What needs to be done: Reproduce the listing word for word from its first line through the line holding "[174,80,269,197]", including both ends. Leave the pictures out.
── Stored records ──
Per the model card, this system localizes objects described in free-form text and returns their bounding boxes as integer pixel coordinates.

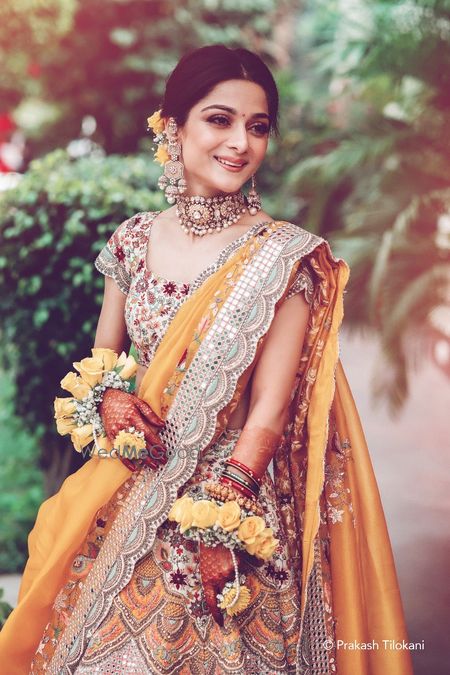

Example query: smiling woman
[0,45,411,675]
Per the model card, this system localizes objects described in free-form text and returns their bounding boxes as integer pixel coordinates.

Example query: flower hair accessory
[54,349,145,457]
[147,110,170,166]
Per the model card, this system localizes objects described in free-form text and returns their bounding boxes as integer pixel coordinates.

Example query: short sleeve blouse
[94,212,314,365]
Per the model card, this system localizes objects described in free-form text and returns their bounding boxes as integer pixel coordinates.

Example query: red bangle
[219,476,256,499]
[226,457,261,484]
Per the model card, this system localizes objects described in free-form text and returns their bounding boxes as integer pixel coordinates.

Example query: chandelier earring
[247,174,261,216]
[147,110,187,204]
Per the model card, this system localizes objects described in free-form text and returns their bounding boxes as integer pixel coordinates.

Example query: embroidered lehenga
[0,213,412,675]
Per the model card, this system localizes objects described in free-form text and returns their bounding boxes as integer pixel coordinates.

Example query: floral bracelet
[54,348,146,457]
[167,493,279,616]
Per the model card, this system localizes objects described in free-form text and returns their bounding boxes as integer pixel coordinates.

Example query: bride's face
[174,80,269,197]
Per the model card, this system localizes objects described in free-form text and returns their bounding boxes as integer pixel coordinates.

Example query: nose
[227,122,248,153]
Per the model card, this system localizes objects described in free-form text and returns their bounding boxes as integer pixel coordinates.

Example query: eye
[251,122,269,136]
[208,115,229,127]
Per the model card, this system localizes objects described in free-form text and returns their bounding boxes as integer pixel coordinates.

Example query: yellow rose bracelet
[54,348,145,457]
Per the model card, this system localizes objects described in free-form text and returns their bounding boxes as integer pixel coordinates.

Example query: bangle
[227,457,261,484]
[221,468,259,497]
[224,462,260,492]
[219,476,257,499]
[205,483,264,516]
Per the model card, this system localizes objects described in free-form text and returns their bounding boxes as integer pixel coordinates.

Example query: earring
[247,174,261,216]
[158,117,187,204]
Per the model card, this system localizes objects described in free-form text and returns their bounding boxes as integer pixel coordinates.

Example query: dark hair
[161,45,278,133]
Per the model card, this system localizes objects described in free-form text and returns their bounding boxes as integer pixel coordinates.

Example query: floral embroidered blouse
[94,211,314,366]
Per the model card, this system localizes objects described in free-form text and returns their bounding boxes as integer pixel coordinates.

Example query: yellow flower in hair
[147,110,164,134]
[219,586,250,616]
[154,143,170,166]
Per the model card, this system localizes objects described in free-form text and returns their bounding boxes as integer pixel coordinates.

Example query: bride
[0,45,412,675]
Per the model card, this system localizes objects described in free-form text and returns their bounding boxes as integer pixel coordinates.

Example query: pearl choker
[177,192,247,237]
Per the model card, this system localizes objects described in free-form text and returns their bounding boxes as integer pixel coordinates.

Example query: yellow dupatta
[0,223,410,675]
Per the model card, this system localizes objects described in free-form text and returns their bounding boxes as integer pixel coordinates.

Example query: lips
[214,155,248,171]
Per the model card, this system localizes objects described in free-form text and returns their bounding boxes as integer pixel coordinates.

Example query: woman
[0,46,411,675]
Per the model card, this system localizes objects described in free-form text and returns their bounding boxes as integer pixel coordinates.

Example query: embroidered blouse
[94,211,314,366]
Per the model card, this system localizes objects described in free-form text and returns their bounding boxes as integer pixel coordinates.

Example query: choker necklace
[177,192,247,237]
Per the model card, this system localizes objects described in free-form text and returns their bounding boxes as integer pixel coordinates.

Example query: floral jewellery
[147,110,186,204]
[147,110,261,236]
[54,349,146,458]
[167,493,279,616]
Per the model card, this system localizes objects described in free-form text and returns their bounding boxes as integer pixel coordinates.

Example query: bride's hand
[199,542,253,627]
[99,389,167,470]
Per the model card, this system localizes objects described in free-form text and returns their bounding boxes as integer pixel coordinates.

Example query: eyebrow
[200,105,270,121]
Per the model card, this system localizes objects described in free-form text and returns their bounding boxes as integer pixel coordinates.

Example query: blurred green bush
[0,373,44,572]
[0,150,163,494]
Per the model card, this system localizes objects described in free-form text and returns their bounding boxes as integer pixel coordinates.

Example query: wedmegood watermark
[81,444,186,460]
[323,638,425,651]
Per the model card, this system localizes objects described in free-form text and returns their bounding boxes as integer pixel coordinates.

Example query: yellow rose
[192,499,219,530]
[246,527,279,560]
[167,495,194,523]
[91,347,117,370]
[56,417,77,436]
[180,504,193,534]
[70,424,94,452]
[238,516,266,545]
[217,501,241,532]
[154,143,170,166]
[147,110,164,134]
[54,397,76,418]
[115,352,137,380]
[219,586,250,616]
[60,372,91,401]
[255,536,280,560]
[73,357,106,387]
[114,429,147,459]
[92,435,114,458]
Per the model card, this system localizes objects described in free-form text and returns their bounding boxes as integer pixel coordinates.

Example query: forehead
───
Response to this exercise:
Per the model card, this system localizes objects described in free-form text and returns their bounding boxes as integer pixel coordinates.


Example query: smiling woman
[0,45,411,675]
Per the model card, this system localizes objects described in free-form text and returns their bounding boxes as integer pixel coordinates.

Example query: flower hair accessory
[54,349,145,457]
[147,110,170,166]
Per the model card, this system localizes objects described in free-form text and returns their bounding boxes as integer pixel coordinates.

Example query: short sleeve blouse
[94,212,314,365]
Per the model card, this system localizes objects described in free-form text and returns their bounding boxes as integer pixel coordinates.

Example query: red bangle
[219,476,256,499]
[226,457,261,484]
Per the model card, this system localizes objects described in free-form text and returns their bounding boxes as integer pixel coordinates.

Example query: chandelier earring
[247,174,261,216]
[147,110,187,204]
Per the model card, this system localizes objects described in free-form text and returns their bounding boxes as integer pixel coordinates.

Example query: embroidered lehenga
[0,213,412,675]
Per the model card, this system localizes objects described in free-form text and returns their bounding boxes as integer pixel coordinates.

Example query: floral bracelet
[54,348,146,457]
[167,493,279,616]
Per the model card, this system localizes objects described in free-form text and returns their bounding boxes as integer pixel coordinates.

Example query: bride's face
[174,80,269,197]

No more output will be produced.